What to work on: In the commerce power passage below, quote the words that begin with "This test, if" and stop after "clause had limits.".

Document text:
::::::::::

The Power to Regulate Commerce

That limitless theory of federal power has proven anathema to the conservative justices of the Supreme Court. Even in NFIB v. Sebelius (2012), the Roberts Court held that the Affordable Care Act could not require every American to buy health insurance. “The power to regulate commerce presupposes the existence of commercial activity to be regulated,” Chief Justice Roberts wrote for a majority of five conservative justices. “If the power to ‘regulate’ something included the power to create it, many of the provisions in the Constitution would be superfluous.”

Justice Clarence Thomas has called for the end of the commerce clause’s reach to purely intrastate activity. As he wrote in concurring in United States v. Lopez (1995), which struck down the Gun-Free School Zones law:

This test, if taken to its logical extreme, would give Congress a “police power” over all aspects of American life. Unfortunately, we have never come to grips with this implication of our substantial effects formula. Although we have supposedly applied the substantial effects test for the past 60 years, we always have rejected readings of the Commerce Clause and the scope of federal power that would permit Congress to exercise a police power; our cases are quite clear that there are real limits to federal power.

It is not difficult to see Justices Alito, Gorsuch, Barrett, and Kavanaugh agreeing. Chief Justice Roberts ultimately upheld Obamacare, but even he agreed that the commerce clause had limits.

Even if Biden could find some source of authority granted by Congress to regulate all businesses, he could not enforce any command. In another set of federalism cases, decided by the Rehnquist Court, a conservative majority forbade Congress from “commandeering” state officials into enforcing federal commands. If the federal government were to demand that virtually all businesses force their workers to be vaccinated, it could only call upon federal officials to execute it. Will OSHA inspectors suddenly and systematically spy on every medium and large business, determine if tens of millions of workers have received vaccinations, and levy millions in fines and overload the federal courts with millions of cases? Washington simply does not have enough resources to manage such a vast task; the FBI, the closest we have to a national police force, has fewer agents than the NYPD has sworn officers.

::::::::::

Source records

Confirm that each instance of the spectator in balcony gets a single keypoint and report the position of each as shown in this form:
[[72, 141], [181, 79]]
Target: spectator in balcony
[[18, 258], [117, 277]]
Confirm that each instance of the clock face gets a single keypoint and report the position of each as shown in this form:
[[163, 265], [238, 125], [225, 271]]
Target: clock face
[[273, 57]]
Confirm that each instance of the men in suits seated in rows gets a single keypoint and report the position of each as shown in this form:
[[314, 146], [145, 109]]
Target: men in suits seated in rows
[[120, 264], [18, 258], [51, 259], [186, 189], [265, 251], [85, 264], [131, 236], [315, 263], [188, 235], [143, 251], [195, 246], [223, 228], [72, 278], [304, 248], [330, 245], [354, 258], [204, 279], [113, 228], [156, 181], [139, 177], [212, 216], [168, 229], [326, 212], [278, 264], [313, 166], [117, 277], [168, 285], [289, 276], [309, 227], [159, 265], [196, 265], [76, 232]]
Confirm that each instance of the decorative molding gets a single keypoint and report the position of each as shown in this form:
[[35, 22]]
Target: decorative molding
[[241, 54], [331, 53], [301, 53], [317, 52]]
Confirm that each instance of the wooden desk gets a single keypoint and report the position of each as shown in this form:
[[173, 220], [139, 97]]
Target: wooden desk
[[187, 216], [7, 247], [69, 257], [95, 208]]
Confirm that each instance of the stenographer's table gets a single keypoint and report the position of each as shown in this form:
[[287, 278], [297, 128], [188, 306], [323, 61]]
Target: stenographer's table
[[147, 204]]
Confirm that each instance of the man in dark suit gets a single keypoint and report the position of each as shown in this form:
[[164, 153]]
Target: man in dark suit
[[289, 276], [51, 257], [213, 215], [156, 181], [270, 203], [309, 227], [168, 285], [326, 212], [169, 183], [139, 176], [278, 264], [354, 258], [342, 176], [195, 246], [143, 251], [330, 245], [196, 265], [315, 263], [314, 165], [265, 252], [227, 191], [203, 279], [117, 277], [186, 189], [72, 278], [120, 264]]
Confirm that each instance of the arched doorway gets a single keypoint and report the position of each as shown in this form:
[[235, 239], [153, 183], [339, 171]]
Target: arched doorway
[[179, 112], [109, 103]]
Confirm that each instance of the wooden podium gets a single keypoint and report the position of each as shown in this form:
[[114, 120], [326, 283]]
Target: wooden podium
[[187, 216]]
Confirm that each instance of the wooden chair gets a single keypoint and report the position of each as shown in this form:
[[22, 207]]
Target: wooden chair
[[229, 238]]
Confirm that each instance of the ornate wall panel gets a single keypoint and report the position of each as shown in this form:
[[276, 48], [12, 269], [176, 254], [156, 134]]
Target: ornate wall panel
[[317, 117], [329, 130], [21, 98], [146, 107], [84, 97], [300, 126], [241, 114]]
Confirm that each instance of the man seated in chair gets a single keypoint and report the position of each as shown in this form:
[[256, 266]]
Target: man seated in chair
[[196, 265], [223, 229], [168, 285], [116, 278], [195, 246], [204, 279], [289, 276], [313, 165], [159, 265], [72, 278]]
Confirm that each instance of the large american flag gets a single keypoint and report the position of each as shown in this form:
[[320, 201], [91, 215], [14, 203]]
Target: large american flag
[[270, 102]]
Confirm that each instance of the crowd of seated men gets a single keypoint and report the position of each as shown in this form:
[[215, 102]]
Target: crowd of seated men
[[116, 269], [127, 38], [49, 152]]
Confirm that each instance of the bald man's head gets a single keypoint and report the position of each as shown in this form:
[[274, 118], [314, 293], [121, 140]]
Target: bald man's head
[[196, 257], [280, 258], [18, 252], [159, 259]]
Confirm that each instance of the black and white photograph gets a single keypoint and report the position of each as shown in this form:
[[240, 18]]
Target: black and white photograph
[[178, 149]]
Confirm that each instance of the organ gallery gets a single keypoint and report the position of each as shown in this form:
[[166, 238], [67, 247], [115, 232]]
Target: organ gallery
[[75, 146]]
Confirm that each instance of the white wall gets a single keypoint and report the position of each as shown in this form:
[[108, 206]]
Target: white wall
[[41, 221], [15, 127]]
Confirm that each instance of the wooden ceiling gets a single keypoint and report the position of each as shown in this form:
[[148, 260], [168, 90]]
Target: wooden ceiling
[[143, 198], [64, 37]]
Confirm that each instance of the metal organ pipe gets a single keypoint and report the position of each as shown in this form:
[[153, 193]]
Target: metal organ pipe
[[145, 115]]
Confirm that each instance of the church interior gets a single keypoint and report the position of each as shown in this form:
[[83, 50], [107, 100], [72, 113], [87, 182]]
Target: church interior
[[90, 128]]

::::::::::

Answer space:
This test, if taken to its logical extreme, would give Congress a “police power” over all aspects of American life. Unfortunately, we have never come to grips with this implication of our substantial effects formula. Although we have supposedly applied the substantial effects test for the past 60 years, we always have rejected readings of the Commerce Clause and the scope of federal power that would permit Congress to exercise a police power; our cases are quite clear that there are real limits to federal power.

It is not difficult to see Justices Alito, Gorsuch, Barrett, and Kavanaugh agreeing. Chief Justice Roberts ultimately upheld Obamacare, but even he agreed that the commerce clause had limits.